Exercise objective - Can you update everything in the data from the line containing "Question. Mark every instance of the window" down to the line containing "x=208 y=160", replacing "window frame" with "window casing" and leaving every other part of those lines unchanged?

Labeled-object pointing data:

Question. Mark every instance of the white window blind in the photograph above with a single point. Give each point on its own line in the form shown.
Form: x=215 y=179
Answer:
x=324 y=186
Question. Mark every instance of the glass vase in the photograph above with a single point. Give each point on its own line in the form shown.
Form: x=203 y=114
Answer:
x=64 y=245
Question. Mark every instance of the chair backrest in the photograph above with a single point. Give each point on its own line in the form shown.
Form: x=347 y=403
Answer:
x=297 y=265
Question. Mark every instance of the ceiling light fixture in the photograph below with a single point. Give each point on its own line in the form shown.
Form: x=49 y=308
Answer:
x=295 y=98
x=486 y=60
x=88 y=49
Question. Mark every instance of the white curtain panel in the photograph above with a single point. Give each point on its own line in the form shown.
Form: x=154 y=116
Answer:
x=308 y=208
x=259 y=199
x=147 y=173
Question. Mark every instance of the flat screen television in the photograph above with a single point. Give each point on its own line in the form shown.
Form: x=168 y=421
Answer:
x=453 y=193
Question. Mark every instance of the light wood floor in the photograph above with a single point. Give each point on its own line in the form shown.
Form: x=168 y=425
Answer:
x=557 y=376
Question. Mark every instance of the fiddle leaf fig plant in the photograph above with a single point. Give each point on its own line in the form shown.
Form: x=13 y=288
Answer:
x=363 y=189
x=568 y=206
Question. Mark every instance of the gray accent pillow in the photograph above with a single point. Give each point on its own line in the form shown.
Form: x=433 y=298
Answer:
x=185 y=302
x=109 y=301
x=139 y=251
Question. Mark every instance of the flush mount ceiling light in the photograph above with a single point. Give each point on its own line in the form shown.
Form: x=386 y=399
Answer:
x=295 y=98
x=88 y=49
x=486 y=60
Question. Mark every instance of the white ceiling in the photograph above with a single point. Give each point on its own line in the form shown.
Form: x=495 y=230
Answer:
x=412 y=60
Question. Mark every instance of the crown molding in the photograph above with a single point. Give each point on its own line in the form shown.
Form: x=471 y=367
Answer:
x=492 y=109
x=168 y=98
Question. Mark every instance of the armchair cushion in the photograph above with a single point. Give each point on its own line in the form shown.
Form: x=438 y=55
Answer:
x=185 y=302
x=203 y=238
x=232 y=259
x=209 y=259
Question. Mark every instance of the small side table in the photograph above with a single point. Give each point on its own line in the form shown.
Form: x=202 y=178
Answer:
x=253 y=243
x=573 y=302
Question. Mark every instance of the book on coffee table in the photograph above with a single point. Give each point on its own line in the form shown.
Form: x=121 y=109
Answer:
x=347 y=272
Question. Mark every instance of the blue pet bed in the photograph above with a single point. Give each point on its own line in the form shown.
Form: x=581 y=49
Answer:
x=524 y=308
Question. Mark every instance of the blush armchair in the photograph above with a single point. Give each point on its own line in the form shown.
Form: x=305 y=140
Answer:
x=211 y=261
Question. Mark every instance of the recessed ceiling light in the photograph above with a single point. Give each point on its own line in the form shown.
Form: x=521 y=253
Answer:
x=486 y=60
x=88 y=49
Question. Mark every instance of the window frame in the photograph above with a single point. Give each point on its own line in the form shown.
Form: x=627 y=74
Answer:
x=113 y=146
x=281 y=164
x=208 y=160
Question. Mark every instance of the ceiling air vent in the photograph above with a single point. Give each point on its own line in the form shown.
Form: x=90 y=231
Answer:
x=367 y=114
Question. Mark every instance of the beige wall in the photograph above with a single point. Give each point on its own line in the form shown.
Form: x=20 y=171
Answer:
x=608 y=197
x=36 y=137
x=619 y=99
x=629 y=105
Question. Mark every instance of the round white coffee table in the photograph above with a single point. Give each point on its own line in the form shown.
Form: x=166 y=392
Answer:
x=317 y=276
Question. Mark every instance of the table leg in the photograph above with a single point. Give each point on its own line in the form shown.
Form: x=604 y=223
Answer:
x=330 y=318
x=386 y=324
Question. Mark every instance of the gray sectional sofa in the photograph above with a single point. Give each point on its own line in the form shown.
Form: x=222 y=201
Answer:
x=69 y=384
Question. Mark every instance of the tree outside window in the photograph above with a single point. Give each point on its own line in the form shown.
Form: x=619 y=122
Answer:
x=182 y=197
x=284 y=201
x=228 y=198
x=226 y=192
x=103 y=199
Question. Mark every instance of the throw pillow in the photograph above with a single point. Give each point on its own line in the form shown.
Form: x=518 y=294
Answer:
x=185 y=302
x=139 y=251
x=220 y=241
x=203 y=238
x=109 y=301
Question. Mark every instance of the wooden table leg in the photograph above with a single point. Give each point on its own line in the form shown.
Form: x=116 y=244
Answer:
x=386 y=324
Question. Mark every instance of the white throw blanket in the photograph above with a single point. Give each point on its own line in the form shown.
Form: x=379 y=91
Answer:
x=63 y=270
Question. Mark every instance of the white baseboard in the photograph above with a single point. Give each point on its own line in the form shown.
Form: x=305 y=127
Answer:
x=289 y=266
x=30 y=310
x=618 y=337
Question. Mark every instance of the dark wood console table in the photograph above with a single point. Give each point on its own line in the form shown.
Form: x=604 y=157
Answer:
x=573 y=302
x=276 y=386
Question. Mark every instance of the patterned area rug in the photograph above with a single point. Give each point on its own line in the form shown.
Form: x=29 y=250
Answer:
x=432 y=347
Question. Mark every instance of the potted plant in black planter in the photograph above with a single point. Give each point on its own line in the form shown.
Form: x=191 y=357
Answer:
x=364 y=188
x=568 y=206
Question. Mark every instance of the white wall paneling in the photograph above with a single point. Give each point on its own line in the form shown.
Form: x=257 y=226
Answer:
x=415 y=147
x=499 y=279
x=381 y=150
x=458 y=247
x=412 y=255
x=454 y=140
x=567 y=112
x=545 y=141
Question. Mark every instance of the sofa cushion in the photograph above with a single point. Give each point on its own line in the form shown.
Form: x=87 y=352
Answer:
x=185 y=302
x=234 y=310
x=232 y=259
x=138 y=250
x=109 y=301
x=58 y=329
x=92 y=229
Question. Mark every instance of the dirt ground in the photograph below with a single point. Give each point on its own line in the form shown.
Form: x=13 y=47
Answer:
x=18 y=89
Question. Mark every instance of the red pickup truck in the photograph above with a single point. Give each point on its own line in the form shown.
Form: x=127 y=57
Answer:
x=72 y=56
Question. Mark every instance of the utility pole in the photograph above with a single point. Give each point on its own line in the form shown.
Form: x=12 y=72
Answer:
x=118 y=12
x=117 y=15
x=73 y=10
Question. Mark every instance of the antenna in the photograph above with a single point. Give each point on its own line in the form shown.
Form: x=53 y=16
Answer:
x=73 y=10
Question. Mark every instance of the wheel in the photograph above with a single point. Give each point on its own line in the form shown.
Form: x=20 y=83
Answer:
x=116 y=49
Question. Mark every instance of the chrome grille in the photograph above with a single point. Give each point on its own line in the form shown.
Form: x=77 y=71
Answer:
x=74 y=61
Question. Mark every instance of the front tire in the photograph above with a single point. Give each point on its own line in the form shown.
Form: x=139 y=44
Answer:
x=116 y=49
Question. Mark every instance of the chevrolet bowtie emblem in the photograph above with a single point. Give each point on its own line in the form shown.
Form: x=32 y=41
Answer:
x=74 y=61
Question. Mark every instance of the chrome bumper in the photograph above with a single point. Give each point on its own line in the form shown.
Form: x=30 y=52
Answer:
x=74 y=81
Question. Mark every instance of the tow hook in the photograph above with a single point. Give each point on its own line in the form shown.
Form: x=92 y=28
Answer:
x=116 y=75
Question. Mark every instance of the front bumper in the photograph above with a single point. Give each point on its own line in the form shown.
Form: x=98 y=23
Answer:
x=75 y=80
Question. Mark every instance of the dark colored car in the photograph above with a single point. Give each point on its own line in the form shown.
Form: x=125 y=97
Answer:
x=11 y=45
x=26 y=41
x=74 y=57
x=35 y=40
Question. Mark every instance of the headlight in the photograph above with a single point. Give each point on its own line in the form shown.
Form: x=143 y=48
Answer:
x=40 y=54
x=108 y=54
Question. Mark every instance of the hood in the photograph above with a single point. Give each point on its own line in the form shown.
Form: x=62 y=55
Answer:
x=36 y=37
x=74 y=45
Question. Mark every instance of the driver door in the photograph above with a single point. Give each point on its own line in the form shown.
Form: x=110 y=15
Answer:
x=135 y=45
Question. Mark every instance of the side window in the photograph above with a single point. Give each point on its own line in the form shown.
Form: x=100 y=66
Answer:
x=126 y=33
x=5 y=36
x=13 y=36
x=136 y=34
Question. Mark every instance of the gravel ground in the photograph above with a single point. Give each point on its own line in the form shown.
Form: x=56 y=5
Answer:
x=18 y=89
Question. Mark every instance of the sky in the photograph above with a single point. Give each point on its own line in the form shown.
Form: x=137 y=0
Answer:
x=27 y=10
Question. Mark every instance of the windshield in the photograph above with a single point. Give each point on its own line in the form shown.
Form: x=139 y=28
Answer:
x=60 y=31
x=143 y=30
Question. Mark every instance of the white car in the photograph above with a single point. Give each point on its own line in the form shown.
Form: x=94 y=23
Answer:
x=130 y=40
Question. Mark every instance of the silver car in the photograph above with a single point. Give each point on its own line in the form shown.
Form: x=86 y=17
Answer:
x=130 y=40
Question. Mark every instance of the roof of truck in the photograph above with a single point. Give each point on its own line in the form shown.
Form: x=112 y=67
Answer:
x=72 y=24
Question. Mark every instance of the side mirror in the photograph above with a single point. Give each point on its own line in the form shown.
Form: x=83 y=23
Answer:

Answer for this exercise -
Question. Mark every instance of the window casing in the photograph above with a single point. Give each point on its own line in the form shown.
Form: x=627 y=74
Answer:
x=113 y=146
x=281 y=164
x=208 y=160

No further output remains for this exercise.